- _Source material_:

::::::::

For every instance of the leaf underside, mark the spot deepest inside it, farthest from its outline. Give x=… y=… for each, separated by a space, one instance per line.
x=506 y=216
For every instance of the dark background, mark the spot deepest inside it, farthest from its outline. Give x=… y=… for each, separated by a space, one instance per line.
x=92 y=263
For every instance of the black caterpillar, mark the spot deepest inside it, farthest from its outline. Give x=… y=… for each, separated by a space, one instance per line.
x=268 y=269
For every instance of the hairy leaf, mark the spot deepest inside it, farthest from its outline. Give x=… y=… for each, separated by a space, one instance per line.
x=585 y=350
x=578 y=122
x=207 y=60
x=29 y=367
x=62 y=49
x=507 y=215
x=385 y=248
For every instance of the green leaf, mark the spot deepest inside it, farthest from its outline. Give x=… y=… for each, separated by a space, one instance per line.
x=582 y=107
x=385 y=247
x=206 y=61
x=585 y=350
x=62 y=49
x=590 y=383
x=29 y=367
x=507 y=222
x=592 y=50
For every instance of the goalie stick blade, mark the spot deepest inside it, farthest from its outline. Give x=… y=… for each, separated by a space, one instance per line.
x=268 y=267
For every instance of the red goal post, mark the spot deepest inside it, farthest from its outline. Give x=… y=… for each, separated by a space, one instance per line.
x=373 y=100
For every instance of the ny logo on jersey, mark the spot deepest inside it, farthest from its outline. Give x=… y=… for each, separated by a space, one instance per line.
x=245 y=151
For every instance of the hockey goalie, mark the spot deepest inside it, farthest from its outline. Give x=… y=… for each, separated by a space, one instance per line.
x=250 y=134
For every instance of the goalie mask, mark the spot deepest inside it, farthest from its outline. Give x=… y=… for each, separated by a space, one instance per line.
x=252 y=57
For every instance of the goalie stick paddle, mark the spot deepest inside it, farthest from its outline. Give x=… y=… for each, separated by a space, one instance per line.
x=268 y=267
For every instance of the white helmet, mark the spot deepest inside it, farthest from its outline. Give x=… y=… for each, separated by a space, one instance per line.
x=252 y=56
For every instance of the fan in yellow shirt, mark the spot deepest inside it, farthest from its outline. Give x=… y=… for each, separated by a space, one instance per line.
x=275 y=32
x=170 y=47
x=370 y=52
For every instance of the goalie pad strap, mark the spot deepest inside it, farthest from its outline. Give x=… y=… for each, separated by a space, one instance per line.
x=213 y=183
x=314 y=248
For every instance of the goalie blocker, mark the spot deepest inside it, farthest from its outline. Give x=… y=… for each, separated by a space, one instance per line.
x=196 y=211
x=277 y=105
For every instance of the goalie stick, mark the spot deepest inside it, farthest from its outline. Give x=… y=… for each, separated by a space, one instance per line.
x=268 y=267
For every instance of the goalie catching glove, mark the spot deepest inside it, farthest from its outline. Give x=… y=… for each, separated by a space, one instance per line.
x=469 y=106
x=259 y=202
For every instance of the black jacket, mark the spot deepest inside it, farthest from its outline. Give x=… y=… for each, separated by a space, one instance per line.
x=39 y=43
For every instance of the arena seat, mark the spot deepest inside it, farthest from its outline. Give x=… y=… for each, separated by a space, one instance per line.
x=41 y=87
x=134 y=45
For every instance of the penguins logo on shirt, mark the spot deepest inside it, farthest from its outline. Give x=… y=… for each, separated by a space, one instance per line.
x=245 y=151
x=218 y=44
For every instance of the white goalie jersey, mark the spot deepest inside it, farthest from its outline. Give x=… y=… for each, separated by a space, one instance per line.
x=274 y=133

::::::::

Please output the part of the material that opens with the line containing "For every instance of the goalie stick blade, mark" and closes with the line containing "x=373 y=100", reproducing both of those lines and everything between them unchanged.

For every instance of the goalie stick blade, mark the spot deepest inside it, farthest from its outline. Give x=… y=… for each, separated by a space, one instance per line.
x=268 y=267
For every instance of the red goal post, mark the spot deepest inside it, farthest from its outline. Give x=… y=… for each, separated by a space, one instance per line.
x=373 y=100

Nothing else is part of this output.